■ Text shown:
※

By the time Lee arrived in our intensive care unit, his breathing was a buzzing, reedy stridor. You could hear it three beds away. The scientific literature is unequivocal about this situation: it is deadly dangerous. Just laying him down could cause the tumor to cut off the remainder of his airway. Giving him sedatives or anesthesia could do the same. Surgery to remove the tumor is impossible. Chemotherapy, however, is known to shrink some of these tumors over the course of a few days. The question was how to buy the child time to find out. It wasn't clear he'd last the night.

We had two nurses, an anesthesiologist, a pediatric surgery junior fellow, and three residents at the bedside, myself included; the senior pediatric surgeon was on his cell phone, driving in from home; an oncologist was on page. One nurse propped Lee up on pillows to make sure he was as upright as he could be. The other put an oxygen mask on his face and hooked up monitors tracking his vital signs. The boy's eyes were wide and worried, and his breathing was about twice too fast. His family was still far away, having to travel by ground. But he remained sweetly brave, as children do more often than you'd expect.

※

■ Actions to take:
a. List each group of staff that the passage about Lee places at the bedside, with the number given for each.
b. Please carry the passage about Lee forward, starting right after its final sentence.
The listing has no connection to the passage about Lee.

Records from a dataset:
※

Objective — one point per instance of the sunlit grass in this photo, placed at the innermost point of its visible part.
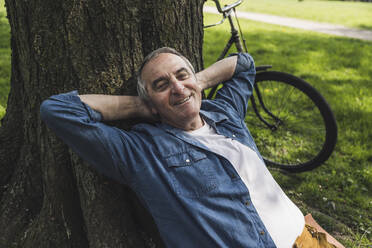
(341, 69)
(347, 13)
(4, 59)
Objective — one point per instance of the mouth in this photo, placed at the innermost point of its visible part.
(182, 101)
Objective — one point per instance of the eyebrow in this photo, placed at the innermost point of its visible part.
(156, 81)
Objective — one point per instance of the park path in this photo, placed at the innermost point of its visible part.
(302, 24)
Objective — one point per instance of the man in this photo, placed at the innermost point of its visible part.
(197, 169)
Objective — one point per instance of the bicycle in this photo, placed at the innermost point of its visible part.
(282, 103)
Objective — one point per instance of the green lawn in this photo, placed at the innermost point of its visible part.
(4, 59)
(351, 14)
(338, 192)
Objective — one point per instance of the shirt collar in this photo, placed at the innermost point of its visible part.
(210, 117)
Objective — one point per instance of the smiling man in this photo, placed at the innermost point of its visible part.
(197, 168)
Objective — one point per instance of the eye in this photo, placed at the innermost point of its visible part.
(183, 75)
(161, 85)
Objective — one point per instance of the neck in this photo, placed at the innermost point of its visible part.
(191, 125)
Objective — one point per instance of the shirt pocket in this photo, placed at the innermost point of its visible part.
(192, 173)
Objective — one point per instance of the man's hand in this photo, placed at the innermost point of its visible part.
(217, 73)
(118, 107)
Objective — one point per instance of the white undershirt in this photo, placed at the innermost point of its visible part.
(281, 217)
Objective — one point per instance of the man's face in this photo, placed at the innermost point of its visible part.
(173, 90)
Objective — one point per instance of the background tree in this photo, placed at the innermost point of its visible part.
(48, 196)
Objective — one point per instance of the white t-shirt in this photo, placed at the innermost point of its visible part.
(281, 217)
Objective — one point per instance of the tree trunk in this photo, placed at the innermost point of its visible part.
(48, 196)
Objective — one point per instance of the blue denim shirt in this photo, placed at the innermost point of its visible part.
(196, 197)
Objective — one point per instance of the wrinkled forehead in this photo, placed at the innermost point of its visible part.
(162, 65)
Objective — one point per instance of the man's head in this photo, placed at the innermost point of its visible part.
(167, 82)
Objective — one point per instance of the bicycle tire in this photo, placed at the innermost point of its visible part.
(306, 133)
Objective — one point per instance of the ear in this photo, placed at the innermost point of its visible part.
(154, 111)
(151, 107)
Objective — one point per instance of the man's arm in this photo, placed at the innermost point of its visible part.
(118, 107)
(125, 107)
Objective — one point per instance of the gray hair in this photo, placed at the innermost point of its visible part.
(141, 84)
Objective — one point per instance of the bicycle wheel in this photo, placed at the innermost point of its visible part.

※

■ Answers to each task:
a. two nurses, an anesthesiologist, a pediatric surgery junior fellow, three residents

b.
My first instinct was that the anesthesiologist should put a stiff breathing tube into the boy's airway to fix it open before the tumor closed in. But the anesthesiologist thought this was nuts. She'd have to put the tube in without good sedation, with the kid sitting up, no less. And the tumor extended far along the airway. She wasn't convinced she could reach a tube past it easily enough.

The surgical fellow proposed another idea: if we put a catheter into the boy's right chest and drained off the fluid filling it, the tumor would tilt away from the left lung. On the phone, however, the senior surgeon was concerned that this could worsen matters. Once you have unsettled a boulder, can you honestly say which way it will roll? No one was thinking of any better options, however. So ultimately he said to go ahead.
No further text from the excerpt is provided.